=== Stated problem ===
Can you repeat the rows below, unchanged, from the line containing "request: trace the outline of every instance of the sky" through the line containing "[0, 0], [0, 37]]", and nothing else?

=== Data entries ===
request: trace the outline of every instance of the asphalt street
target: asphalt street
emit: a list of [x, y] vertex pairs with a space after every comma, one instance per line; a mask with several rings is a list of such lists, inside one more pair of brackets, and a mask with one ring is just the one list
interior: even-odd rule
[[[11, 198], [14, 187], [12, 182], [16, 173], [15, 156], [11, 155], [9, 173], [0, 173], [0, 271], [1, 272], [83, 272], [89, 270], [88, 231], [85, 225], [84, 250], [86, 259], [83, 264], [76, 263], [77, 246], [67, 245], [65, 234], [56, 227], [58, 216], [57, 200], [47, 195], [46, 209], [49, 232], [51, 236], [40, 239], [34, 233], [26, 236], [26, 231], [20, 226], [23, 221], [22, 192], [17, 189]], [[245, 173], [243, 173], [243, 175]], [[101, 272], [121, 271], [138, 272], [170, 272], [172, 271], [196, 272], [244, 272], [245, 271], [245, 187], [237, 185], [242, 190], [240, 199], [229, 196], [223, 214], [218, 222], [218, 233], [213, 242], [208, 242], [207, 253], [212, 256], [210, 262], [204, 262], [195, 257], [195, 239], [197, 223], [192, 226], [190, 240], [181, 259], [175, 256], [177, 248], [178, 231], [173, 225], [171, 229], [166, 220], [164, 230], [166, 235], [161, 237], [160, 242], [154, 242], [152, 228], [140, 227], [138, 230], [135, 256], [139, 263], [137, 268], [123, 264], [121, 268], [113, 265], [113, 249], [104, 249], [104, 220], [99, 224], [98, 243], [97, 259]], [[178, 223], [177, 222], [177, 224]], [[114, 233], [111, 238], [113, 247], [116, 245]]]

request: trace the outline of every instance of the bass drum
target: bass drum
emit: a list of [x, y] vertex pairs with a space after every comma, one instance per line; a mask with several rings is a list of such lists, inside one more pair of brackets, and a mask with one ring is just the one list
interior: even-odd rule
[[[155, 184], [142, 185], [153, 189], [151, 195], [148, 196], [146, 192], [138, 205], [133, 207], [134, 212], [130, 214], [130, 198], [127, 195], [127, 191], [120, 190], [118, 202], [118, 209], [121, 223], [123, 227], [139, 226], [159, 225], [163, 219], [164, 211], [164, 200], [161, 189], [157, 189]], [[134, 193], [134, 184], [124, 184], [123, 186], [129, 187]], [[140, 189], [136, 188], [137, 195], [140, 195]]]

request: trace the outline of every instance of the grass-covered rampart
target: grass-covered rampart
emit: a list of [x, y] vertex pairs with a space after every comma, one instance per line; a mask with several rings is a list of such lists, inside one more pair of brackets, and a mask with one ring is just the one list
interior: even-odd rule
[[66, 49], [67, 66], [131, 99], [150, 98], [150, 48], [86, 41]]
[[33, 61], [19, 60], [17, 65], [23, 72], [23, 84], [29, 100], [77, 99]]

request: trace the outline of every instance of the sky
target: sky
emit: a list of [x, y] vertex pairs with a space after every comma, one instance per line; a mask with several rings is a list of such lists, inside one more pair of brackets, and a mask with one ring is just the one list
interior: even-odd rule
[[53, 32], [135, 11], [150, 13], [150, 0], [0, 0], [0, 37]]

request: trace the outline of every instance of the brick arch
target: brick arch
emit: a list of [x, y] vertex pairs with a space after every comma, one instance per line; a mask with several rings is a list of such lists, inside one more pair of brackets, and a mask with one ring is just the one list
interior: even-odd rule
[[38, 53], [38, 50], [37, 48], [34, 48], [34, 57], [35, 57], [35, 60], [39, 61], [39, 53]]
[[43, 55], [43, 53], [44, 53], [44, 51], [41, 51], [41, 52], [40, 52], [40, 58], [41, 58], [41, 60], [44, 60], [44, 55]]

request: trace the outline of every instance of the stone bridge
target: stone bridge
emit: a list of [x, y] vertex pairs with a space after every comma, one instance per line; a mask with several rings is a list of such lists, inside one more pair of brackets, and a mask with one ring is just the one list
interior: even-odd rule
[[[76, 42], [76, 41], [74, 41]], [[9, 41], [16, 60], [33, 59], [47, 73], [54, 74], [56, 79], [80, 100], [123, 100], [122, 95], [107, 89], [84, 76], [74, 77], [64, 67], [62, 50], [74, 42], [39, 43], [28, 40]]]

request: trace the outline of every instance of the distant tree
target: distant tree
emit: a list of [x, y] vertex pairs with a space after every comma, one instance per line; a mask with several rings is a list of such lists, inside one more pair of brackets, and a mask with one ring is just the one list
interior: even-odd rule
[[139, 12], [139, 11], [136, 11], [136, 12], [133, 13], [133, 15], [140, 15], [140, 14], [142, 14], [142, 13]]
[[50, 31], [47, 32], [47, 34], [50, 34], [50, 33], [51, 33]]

=== The completed task ===
request: trace the outline of every instance of the sky
target: sky
emit: a list of [x, y] vertex pairs with a space after every comma, one instance per line; a mask with several rings is a list of such lists, inside one more pair of brackets, and a mask with one ring is just the one list
interior: even-odd rule
[[53, 32], [135, 11], [150, 13], [150, 0], [0, 0], [0, 37]]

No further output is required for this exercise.